Extracted data entries:
################

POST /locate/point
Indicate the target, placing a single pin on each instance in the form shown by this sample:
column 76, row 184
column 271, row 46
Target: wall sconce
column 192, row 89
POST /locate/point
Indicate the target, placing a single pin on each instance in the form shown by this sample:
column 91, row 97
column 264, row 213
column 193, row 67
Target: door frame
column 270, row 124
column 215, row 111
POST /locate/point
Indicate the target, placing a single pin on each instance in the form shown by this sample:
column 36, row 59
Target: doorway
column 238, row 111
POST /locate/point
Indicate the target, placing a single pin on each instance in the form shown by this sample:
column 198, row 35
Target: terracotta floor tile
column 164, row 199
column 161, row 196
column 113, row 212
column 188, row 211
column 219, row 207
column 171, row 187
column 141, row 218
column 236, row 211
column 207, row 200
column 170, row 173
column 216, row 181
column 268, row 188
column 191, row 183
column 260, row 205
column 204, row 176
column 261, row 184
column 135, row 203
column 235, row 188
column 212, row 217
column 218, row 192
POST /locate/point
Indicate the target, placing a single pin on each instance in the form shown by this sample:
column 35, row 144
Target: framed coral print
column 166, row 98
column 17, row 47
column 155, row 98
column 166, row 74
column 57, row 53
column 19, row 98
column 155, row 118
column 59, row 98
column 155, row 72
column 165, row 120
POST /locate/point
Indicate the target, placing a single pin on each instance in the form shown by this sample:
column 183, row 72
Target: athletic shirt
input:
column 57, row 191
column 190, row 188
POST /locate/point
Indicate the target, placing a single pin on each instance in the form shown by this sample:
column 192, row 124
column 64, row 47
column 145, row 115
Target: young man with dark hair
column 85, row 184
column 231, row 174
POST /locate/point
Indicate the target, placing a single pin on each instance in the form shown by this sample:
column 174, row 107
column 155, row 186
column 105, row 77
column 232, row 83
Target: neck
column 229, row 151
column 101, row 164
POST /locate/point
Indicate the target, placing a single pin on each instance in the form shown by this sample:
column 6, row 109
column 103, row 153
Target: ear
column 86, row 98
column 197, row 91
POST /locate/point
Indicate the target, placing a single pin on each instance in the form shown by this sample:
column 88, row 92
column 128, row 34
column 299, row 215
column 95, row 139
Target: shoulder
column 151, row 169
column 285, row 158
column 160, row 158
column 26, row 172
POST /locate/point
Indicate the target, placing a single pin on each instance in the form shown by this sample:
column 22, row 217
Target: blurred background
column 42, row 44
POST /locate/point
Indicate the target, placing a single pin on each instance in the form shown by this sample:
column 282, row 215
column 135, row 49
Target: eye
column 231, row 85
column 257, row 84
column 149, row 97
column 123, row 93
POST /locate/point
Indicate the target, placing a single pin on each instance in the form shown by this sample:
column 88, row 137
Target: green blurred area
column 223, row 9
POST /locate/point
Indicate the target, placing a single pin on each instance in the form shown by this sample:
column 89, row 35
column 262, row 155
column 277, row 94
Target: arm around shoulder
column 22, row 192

################

Directions: Exact copies of the line with "column 103, row 153" and of every later line in the entries make up the whole answer.

Answer area:
column 103, row 153
Target: ear
column 86, row 98
column 197, row 91
POST /locate/point
Indicate the target, placing a single pin on each instance in the form shown by this sample:
column 88, row 92
column 128, row 34
column 299, row 215
column 95, row 139
Target: shoulder
column 151, row 169
column 285, row 158
column 160, row 158
column 26, row 172
POST /locate/point
Indicate the target, placing a single pin on each instance in the form shown by this sample:
column 22, row 217
Target: blurred background
column 42, row 44
POST /locate/point
Indicate the target, placing a single pin on each instance in the form shown by this sample:
column 282, row 215
column 135, row 49
Target: eye
column 231, row 85
column 257, row 84
column 149, row 97
column 123, row 93
POST /locate/point
Indicate the target, placing a single pin on each instance in the form shown by this sample:
column 88, row 137
Target: green blurred area
column 223, row 9
POST /locate/point
Indicate the target, placing a single pin on each instance in the form shown by this sample:
column 89, row 35
column 262, row 155
column 277, row 94
Target: arm around shoulder
column 22, row 192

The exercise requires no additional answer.